What the exercise asks
The records should be copied out again with no alteration.

Material provided
----
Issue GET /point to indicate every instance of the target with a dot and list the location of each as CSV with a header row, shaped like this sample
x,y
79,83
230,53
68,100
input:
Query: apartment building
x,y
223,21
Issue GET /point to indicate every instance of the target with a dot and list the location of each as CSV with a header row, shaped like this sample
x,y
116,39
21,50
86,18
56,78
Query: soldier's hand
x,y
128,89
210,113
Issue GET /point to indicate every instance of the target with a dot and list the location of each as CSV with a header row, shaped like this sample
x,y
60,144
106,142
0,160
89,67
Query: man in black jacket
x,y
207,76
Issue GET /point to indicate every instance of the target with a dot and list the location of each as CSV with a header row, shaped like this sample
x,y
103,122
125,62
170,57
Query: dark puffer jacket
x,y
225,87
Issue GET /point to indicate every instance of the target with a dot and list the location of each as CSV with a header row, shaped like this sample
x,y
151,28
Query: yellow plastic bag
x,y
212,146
----
Response box
Issue GET /point to indicate every instance of the target with a dot and list the location of each as CSV with a header row, shaped like this sample
x,y
79,83
230,53
68,100
input:
Query: apartment building
x,y
223,21
Issue GET /point to indicate every instance of the target with a dot and list the location of each as CSV with a header row, shaped like this sample
x,y
116,39
21,50
86,18
56,78
Query: soldier's hand
x,y
128,89
210,113
Issue GET /point to indicate every instance of the target with a dot and list the location of each as CSV with a header row, shaped like this sample
x,y
60,144
106,142
0,160
89,67
Query: man in black jacket
x,y
207,76
Issue GET /point to indicate every instance of the target with a dot and list the location of each as CSV with a header row, shaped like this sample
x,y
103,122
125,62
170,57
Query: dark puffer jacket
x,y
225,87
Issue GET /point to indicate every instance of the target with a dot and list the location of each as CSV with a header row, shaped like this sample
x,y
151,28
Query: yellow plastic bag
x,y
212,146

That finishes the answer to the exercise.